*** DOCUMENT PASSAGE ***

But we could also do this by taking advantage of the fact that non-medal winners have a value of  **`NaN`**. This is handy when there might be multiple options for a column and you don't want to type out a list that contains each possiblity.

The syntax, or the way the command is written, is a bit different than how the logical arguements and **`.isin()`** examples were written, but the idea is still the same. We are subsetting the **`olympics`** dataframe (using square brackets), and using the pandas function **`notnull()`** while specifying that we want to see which rows are *not* null (not **`NaN`**) for the column 'Medal':

In [0]:
olympics_medals = olympics[pd.notnull(olympics.Medal)]
olympics_medals.head()

What if we wanted to tally up how many atheletes have competed from each country over the years? It would take forever to make a subset of the data for each country and do the counting! Instead we can use the **`.groupby()`** attribute function. This performs a **split-apply-combine** approach to do these calculate automatically:

- **split** - split the dataset based on specified groups (e.g. Country)
- **apply** - perform a function on each group (e.g. count)

***

List each distinct term that the pandas passage formats as bold code, naming each term only once.

*** STORED RECORDS ***

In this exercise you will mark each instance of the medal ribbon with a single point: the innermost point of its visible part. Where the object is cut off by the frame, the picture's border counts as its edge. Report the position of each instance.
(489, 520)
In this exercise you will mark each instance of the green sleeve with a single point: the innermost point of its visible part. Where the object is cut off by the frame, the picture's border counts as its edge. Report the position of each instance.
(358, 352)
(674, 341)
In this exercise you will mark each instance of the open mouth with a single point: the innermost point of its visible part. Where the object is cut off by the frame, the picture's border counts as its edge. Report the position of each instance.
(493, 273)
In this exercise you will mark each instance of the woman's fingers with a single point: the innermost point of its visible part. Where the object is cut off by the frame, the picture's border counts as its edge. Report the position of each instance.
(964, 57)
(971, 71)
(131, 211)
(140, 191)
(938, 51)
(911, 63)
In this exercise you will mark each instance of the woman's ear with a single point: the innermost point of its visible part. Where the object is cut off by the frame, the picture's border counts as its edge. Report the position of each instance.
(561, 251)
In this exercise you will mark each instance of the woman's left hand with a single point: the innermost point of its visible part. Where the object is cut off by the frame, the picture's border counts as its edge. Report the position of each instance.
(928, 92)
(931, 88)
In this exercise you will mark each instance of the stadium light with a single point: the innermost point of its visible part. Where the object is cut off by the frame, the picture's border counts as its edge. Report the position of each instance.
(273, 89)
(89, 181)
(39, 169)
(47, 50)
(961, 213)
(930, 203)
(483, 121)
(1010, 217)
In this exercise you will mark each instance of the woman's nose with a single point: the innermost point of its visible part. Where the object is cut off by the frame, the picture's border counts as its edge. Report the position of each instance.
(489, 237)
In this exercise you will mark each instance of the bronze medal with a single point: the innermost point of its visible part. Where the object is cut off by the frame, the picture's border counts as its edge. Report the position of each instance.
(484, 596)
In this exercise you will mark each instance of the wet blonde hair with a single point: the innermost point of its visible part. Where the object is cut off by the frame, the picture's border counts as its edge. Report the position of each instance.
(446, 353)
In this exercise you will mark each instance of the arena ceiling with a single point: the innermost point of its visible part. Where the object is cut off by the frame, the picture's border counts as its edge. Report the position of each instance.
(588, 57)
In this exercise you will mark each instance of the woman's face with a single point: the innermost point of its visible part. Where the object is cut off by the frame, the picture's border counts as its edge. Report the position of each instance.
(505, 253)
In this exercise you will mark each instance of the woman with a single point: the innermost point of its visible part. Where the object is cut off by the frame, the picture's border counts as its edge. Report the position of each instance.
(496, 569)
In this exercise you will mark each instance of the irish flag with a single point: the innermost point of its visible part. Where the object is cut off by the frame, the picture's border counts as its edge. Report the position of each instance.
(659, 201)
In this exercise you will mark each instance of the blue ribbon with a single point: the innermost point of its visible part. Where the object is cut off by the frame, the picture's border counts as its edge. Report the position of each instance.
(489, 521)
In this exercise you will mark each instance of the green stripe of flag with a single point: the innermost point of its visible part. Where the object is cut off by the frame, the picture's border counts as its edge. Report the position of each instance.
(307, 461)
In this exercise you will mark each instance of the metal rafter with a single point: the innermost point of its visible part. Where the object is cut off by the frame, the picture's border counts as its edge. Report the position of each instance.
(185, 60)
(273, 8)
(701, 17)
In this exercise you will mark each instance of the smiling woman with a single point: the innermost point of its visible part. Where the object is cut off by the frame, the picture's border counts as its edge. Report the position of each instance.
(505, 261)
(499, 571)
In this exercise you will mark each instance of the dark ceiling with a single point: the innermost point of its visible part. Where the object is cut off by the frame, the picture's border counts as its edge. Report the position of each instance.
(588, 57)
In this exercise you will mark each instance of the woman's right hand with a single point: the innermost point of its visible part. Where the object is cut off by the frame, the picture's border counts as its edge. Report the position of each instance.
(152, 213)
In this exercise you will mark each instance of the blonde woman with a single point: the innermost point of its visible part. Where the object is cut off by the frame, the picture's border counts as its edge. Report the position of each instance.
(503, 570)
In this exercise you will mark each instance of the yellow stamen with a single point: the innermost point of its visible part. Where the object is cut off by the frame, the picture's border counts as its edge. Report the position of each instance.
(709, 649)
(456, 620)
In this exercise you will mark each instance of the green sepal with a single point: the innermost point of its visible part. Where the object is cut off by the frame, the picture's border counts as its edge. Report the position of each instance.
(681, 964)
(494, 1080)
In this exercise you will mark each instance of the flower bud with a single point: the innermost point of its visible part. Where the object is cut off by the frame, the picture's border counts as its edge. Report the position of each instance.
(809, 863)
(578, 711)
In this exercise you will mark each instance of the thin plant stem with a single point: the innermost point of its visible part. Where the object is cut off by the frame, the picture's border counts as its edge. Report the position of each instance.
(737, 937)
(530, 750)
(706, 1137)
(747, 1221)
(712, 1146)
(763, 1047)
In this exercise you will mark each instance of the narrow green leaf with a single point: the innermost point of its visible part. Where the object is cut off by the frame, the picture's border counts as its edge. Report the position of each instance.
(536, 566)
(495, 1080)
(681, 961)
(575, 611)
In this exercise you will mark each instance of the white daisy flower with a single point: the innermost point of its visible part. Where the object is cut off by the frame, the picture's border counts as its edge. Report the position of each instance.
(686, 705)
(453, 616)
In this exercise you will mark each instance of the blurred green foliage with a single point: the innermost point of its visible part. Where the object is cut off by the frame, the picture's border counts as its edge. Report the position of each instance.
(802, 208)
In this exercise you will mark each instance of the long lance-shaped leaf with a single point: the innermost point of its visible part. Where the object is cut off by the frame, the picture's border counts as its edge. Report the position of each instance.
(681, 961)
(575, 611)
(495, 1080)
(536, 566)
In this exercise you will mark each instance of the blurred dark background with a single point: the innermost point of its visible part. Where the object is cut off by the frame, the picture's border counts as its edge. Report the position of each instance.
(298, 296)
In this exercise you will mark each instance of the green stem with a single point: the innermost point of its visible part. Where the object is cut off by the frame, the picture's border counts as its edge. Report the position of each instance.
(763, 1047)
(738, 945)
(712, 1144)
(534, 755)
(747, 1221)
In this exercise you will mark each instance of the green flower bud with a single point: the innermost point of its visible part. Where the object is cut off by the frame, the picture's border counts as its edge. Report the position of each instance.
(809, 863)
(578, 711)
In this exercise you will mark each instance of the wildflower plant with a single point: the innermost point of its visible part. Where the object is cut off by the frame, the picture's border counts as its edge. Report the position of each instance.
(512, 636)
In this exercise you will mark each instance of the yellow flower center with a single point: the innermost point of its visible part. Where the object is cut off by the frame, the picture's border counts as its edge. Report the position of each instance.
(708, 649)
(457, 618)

***

## TASK RESPONSE
NaN, .isin(), olympics, notnull(), .groupby()